• **Exercise brief**
Extract each record and reproduce it exactly.

## Begin Records for this task

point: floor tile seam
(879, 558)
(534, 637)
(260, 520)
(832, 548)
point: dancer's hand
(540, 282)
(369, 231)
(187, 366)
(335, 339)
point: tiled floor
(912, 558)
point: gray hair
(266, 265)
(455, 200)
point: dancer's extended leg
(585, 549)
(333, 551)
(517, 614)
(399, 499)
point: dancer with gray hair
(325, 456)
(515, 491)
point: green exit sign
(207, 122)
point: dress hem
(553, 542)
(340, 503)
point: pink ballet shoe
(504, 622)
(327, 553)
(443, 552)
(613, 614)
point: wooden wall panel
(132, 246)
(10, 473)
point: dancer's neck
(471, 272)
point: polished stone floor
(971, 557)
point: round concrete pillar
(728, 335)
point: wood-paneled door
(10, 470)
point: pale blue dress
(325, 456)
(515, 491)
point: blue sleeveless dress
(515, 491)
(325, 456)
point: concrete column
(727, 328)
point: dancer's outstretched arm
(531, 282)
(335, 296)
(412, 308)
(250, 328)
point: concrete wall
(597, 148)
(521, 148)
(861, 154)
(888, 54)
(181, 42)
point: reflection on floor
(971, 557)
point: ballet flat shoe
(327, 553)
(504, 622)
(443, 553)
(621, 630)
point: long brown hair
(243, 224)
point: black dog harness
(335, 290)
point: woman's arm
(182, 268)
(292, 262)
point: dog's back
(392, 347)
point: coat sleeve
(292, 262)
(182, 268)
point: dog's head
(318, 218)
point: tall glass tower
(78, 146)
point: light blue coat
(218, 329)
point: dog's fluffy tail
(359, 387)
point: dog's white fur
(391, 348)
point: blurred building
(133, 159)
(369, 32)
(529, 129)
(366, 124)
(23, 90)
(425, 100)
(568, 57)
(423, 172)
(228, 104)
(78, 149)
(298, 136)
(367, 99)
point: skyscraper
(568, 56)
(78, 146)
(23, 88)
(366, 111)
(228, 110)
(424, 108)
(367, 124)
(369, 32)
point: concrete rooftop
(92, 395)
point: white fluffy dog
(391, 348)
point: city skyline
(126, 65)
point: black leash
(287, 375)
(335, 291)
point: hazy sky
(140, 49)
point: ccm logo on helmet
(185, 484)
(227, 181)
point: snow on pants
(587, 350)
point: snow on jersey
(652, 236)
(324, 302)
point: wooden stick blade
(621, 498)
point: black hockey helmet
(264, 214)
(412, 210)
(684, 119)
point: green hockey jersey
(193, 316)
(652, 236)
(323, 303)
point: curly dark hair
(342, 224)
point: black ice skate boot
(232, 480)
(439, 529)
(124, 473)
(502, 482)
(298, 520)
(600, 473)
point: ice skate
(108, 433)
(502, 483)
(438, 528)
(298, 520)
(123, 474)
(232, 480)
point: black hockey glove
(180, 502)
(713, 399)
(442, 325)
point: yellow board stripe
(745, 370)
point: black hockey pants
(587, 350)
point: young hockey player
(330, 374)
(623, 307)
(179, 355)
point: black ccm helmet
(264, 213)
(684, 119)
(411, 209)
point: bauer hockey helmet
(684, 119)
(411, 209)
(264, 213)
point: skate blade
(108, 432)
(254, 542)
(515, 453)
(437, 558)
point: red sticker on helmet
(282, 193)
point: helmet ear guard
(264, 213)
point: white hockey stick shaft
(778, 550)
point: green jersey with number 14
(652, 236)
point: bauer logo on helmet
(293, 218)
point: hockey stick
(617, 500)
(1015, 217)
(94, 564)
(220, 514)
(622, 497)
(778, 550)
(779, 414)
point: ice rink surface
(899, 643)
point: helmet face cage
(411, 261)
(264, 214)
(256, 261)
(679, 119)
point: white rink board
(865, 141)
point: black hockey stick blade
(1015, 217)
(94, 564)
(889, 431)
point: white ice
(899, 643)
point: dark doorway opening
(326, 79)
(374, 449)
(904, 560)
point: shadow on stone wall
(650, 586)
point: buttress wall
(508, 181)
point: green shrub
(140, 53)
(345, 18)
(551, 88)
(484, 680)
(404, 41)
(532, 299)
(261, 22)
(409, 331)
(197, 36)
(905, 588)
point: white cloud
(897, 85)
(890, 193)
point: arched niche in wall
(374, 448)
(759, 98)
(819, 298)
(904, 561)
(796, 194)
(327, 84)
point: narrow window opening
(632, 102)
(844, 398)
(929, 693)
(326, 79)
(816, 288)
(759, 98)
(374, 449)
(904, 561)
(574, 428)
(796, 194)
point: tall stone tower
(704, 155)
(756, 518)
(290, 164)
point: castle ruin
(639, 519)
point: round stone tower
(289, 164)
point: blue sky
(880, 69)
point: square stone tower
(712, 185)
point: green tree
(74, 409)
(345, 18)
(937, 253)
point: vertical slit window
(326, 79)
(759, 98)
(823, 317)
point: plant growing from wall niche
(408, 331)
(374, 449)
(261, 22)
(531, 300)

## End Records for this task

• **Written reply**
point: floor tile seam
(879, 558)
(534, 637)
(260, 520)
(832, 548)
point: dancer's hand
(540, 282)
(369, 231)
(187, 366)
(335, 339)
point: tiled floor
(912, 558)
point: gray hair
(266, 265)
(455, 200)
point: dancer's extended leg
(585, 549)
(333, 551)
(517, 614)
(399, 499)
point: dancer with gray hair
(325, 456)
(515, 491)
point: green exit sign
(207, 122)
point: dress hem
(553, 542)
(340, 503)
point: pink ballet shoe
(504, 622)
(327, 553)
(443, 552)
(613, 614)
point: wooden wall panel
(132, 246)
(10, 473)
point: dancer's neck
(471, 272)
point: polished stone floor
(971, 557)
point: round concrete pillar
(728, 335)
point: wood-paneled door
(10, 470)
point: pale blue dress
(325, 456)
(515, 491)
point: blue sleeveless dress
(515, 491)
(325, 456)
point: concrete column
(727, 328)
point: dancer's outstretched arm
(531, 282)
(335, 296)
(412, 308)
(250, 328)
point: concrete wall
(597, 148)
(521, 148)
(861, 154)
(888, 54)
(181, 42)
point: reflection on floor
(971, 557)
point: ballet flat shoe
(327, 553)
(504, 622)
(443, 553)
(621, 630)
point: long brown hair
(243, 224)
point: black dog harness
(335, 290)
point: woman's arm
(182, 268)
(292, 262)
point: dog's back
(392, 347)
point: coat sleeve
(292, 262)
(182, 268)
point: dog's head
(318, 218)
point: tall glass tower
(78, 146)
point: light blue coat
(218, 329)
point: dog's fluffy tail
(359, 387)
point: dog's white fur
(391, 348)
point: blurred building
(133, 159)
(369, 32)
(529, 129)
(366, 124)
(23, 90)
(425, 100)
(568, 57)
(423, 172)
(228, 104)
(78, 149)
(298, 136)
(367, 99)
point: skyscraper
(568, 56)
(78, 146)
(23, 88)
(366, 111)
(228, 110)
(424, 108)
(367, 124)
(369, 32)
point: concrete rooftop
(92, 395)
point: white fluffy dog
(391, 348)
point: city skyline
(126, 65)
point: black leash
(287, 375)
(335, 291)
point: hazy sky
(140, 49)
point: ccm logo on helmet
(185, 484)
(227, 181)
point: snow on pants
(587, 350)
point: snow on jersey
(652, 236)
(324, 302)
point: wooden stick blade
(621, 498)
point: black hockey helmet
(264, 214)
(412, 210)
(684, 119)
point: green hockey jersey
(193, 316)
(652, 236)
(323, 303)
point: curly dark hair
(342, 224)
point: black ice skate boot
(232, 480)
(439, 529)
(124, 473)
(502, 482)
(298, 520)
(600, 473)
point: ice skate
(108, 433)
(502, 483)
(438, 528)
(298, 520)
(123, 474)
(232, 480)
point: black hockey glove
(180, 502)
(713, 399)
(442, 325)
point: yellow board stripe
(745, 370)
point: black hockey pants
(587, 350)
point: young hockey player
(330, 374)
(623, 307)
(179, 355)
point: black ccm helmet
(264, 213)
(684, 119)
(411, 209)
point: bauer hockey helmet
(684, 119)
(411, 209)
(264, 213)
point: skate blade
(108, 432)
(254, 542)
(515, 453)
(437, 558)
point: red sticker on helmet
(282, 193)
point: helmet ear guard
(264, 213)
point: white hockey stick shaft
(778, 550)
point: green jersey with number 14
(652, 236)
point: bauer logo on helmet
(293, 218)
point: hockey stick
(617, 500)
(1015, 217)
(94, 564)
(220, 514)
(622, 497)
(778, 550)
(779, 414)
point: ice rink surface
(899, 643)
point: helmet face cage
(411, 261)
(264, 214)
(256, 261)
(679, 119)
point: white rink board
(865, 141)
point: black hockey stick blade
(1015, 217)
(94, 564)
(889, 431)
point: white ice
(899, 643)
point: dark doorway opening
(326, 79)
(374, 449)
(904, 560)
point: shadow on stone wall
(650, 586)
point: buttress wall
(508, 181)
point: green shrub
(140, 53)
(345, 18)
(551, 88)
(484, 680)
(404, 41)
(532, 299)
(261, 22)
(409, 331)
(197, 36)
(905, 588)
point: white cloud
(897, 85)
(890, 193)
point: arched niche in wall
(374, 448)
(759, 98)
(819, 298)
(904, 561)
(796, 194)
(327, 84)
point: narrow window opening
(632, 102)
(844, 398)
(929, 693)
(326, 79)
(816, 288)
(759, 98)
(374, 449)
(904, 561)
(574, 428)
(796, 194)
point: tall stone tower
(704, 155)
(756, 518)
(290, 164)
point: castle ruin
(639, 519)
point: round stone tower
(289, 164)
point: blue sky
(880, 69)
point: square stone tower
(712, 185)
point: green tree
(74, 409)
(345, 18)
(937, 253)
point: vertical slit window
(326, 79)
(759, 98)
(823, 317)
point: plant growing from wall niche
(408, 331)
(374, 449)
(261, 22)
(531, 300)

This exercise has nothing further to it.